## YOUR INSTRUCTIONS
Under this line are the records; write out word for word the part that begins at the line containing "negative clicks: (759, 446) (729, 437)" and ends at the line containing "box: [686, 303, 812, 351]", and no more.

## RECORDS FOR THIS TASK

####################

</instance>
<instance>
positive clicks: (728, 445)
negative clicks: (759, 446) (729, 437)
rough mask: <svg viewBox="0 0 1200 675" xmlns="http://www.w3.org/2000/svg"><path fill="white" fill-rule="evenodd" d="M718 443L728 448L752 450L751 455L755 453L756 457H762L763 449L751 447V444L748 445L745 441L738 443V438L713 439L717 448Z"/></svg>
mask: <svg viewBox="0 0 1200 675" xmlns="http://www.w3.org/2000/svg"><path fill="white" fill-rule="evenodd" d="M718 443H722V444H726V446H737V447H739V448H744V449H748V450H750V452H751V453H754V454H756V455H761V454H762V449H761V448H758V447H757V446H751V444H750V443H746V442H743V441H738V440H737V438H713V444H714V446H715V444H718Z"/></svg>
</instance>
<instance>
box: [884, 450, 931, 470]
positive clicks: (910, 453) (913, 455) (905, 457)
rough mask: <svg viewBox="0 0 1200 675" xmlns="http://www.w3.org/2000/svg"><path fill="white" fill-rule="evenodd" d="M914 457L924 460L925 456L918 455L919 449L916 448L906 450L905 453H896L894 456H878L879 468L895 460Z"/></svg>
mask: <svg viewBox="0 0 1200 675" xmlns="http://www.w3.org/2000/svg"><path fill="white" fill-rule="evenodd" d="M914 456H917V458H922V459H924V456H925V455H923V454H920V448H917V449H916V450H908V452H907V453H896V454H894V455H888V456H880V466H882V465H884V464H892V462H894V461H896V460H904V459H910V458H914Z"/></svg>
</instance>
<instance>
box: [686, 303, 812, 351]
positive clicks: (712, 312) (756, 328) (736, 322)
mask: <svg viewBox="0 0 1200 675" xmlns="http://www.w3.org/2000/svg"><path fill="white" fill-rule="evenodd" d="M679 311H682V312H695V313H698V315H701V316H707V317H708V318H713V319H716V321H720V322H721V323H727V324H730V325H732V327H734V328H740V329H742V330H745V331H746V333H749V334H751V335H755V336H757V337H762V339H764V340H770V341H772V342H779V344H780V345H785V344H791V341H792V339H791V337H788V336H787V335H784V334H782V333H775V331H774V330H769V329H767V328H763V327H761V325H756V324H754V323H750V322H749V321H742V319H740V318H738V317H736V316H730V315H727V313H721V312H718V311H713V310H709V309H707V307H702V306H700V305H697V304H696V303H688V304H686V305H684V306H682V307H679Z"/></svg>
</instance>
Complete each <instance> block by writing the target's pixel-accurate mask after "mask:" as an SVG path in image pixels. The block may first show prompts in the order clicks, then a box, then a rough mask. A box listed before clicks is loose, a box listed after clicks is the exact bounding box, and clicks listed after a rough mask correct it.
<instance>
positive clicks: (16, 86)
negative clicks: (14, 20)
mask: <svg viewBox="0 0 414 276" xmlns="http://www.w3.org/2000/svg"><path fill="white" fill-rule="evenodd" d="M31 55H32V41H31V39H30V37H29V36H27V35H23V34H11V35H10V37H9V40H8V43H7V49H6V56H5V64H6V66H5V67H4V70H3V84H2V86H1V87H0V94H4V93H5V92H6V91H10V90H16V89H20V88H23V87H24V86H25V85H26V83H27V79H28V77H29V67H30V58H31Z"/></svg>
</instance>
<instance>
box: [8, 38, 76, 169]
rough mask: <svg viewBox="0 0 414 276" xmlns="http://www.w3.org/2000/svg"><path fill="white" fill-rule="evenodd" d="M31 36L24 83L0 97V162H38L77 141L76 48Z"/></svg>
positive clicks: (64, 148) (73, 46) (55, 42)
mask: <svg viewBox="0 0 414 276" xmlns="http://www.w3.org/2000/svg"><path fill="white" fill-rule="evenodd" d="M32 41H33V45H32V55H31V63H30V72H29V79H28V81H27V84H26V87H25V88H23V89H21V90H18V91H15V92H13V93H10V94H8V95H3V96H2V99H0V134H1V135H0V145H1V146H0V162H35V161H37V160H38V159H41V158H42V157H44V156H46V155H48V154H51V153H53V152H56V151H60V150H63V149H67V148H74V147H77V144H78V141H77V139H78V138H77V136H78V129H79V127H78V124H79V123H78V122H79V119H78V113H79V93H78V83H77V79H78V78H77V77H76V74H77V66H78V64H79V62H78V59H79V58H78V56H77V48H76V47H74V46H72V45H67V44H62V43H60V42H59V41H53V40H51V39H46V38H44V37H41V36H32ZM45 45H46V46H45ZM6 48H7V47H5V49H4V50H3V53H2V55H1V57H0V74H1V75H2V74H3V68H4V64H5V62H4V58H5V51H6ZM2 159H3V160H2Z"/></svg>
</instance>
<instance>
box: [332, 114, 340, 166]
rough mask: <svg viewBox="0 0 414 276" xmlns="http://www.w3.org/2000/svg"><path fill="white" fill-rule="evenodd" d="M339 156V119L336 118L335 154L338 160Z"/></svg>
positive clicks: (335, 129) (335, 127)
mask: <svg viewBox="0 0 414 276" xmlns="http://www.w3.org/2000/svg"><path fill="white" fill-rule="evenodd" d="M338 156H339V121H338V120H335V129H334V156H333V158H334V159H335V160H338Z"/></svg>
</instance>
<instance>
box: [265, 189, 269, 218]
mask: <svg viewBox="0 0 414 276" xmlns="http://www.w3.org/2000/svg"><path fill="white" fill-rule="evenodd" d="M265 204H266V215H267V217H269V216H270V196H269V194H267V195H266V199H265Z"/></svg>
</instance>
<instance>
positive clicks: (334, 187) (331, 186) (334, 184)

####################

## ANSWER SPACE
negative clicks: (759, 446) (729, 437)
rough mask: <svg viewBox="0 0 1200 675" xmlns="http://www.w3.org/2000/svg"><path fill="white" fill-rule="evenodd" d="M718 443L728 448L752 450L751 455L755 453L756 457H762L763 449L751 447V444L748 445L745 441L738 443V438L713 439L717 448Z"/></svg>
mask: <svg viewBox="0 0 1200 675" xmlns="http://www.w3.org/2000/svg"><path fill="white" fill-rule="evenodd" d="M718 443H722V444H726V446H737V447H739V448H744V449H748V450H750V452H751V453H754V454H756V455H761V454H762V449H761V448H758V447H757V446H751V444H750V443H746V442H743V441H738V440H737V438H713V444H714V446H715V444H718Z"/></svg>
</instance>
<instance>
box: [884, 450, 931, 470]
positive clicks: (910, 453) (913, 455) (905, 457)
rough mask: <svg viewBox="0 0 1200 675" xmlns="http://www.w3.org/2000/svg"><path fill="white" fill-rule="evenodd" d="M914 457L924 460L925 456L918 455L919 449L916 448L906 450L905 453H896L894 456H878L879 468L895 460Z"/></svg>
mask: <svg viewBox="0 0 1200 675" xmlns="http://www.w3.org/2000/svg"><path fill="white" fill-rule="evenodd" d="M914 456H917V458H922V459H924V456H925V455H923V454H920V448H917V449H916V450H908V452H907V453H896V454H894V455H888V456H880V466H882V465H884V464H892V462H894V461H896V460H904V459H910V458H914Z"/></svg>
</instance>
<instance>
box: [686, 303, 812, 351]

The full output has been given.